Location labeling records
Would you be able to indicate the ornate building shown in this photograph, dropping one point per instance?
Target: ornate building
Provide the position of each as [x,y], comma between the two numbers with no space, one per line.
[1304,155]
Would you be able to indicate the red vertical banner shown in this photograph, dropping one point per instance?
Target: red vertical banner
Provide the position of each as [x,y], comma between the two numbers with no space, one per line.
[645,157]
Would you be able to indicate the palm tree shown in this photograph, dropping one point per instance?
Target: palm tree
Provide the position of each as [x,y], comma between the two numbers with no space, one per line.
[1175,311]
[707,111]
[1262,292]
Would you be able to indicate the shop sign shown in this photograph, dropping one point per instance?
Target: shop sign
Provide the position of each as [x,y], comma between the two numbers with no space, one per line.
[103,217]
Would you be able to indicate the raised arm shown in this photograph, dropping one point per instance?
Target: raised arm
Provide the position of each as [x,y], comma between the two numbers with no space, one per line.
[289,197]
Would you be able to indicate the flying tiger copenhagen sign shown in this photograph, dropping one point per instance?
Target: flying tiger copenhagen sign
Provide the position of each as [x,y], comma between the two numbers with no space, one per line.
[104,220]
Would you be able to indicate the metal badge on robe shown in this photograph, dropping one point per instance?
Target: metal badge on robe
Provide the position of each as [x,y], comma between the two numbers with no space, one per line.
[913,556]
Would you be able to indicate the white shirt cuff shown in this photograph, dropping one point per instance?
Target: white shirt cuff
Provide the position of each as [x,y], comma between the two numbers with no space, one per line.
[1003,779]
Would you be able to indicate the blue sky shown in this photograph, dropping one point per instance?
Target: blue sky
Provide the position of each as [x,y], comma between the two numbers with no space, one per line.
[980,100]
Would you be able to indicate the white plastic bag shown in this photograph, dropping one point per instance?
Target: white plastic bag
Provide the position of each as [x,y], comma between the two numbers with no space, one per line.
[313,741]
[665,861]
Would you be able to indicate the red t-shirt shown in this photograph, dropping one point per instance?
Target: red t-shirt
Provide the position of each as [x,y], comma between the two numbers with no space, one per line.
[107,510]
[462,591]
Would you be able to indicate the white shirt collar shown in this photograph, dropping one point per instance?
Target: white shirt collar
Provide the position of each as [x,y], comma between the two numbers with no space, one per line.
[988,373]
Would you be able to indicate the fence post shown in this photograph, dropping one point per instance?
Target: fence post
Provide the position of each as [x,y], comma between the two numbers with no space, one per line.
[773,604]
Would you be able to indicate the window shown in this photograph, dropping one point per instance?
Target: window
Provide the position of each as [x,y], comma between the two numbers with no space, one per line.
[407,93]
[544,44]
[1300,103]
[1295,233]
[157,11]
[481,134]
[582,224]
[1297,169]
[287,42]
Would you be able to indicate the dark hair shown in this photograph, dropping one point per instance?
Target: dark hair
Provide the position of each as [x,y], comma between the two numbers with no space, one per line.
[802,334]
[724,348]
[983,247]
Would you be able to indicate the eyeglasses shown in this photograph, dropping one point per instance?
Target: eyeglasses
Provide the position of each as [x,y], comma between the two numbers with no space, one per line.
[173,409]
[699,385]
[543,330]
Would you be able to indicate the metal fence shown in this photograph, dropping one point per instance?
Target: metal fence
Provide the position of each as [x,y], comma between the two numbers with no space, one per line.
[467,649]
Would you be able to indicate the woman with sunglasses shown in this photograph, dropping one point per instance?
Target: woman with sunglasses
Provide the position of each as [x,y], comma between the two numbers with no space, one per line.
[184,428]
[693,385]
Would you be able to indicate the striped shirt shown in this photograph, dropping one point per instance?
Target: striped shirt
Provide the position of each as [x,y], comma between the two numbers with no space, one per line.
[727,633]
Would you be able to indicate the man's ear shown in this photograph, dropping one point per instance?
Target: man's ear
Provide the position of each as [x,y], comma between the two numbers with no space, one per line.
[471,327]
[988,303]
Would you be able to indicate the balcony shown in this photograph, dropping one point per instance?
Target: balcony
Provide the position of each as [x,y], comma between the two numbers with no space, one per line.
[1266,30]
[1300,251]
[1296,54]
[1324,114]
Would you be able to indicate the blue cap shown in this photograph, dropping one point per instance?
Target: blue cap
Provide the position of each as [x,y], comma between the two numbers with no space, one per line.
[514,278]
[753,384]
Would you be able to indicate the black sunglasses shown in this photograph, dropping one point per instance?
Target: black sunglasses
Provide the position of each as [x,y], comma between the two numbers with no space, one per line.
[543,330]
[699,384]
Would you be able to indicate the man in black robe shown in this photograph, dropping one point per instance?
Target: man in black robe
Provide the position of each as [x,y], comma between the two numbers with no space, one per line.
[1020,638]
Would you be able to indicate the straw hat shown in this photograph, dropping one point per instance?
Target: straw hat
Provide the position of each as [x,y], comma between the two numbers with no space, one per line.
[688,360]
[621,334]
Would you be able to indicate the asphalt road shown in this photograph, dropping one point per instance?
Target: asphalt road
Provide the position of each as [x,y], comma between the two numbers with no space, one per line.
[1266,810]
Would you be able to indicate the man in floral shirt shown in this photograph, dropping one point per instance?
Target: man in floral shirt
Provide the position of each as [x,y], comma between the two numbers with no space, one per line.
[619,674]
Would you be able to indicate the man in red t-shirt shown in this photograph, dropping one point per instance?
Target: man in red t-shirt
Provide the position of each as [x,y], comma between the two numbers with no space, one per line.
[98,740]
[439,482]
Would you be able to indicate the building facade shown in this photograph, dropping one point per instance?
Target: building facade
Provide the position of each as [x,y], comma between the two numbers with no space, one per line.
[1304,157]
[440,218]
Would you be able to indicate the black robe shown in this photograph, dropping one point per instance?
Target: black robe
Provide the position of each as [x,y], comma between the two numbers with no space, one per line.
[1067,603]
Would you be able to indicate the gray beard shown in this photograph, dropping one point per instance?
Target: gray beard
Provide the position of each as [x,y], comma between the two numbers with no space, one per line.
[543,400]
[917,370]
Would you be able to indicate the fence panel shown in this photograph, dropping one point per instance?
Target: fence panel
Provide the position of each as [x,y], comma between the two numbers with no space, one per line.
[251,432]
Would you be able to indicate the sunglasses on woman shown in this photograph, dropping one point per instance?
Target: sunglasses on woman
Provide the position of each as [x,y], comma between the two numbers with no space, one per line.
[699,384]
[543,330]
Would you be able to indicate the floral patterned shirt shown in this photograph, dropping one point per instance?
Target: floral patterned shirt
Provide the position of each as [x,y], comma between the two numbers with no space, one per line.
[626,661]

* **What the task requires**
Reproduce exactly, with nothing added, the lines from the one that contains "Would you be able to indicate the man in floral" to the end of the data.

* **Written reply**
Would you be able to indicate the man in floral shirt shown in this photograph, dropping one point per instance?
Target: man in floral shirt
Provide the position of each as [x,y], comma between the two numbers with no space, one per line.
[619,674]
Would you be able to indicate the man in red t-shirt shown in this photograph, dropping one point per instance?
Target: man in red t-shirt
Provide the position of each as [x,y], comma between the two numbers with no space, one per line.
[98,740]
[439,482]
Would you be able to indicate the building facade shown in this photograph, dropping one point per instance?
Target: building facade
Provide the position of each as [x,y], comma between the two numbers with no space, one per line.
[1304,157]
[440,218]
Would you be able to indicate the black robe shown in this photograph, dropping one point per instance?
Target: black robe
Provide the position of each as [x,y], comma between the two numbers with no space, one per line.
[1067,603]
Would you be able to indicate the gray beard shown in this photograph, dropping one point per instance?
Target: gray beard
Provide the position of each as [x,y], comma between the two numbers with no space, one per line.
[543,400]
[917,370]
Would you be able to indicate the fence panel shown in this photograph, dropping one point per instance?
Target: fence panel
Provide the position of each as [x,y], comma between the two numbers with no space, one per line.
[251,432]
Would you be able to indicate the sunglasses on woman shown in this photograph, dropping one point per instance?
Target: sunglasses on woman
Provide the position of each as [x,y], comma between the two numbers with no space, one per line.
[699,384]
[543,330]
Would you be able to indicate the floral patterned shirt shown in this photograph, dropping one point per instance?
Target: floral patterned shirt
Provide the position of each as [x,y], comma between the two numbers with no space, one per line.
[626,661]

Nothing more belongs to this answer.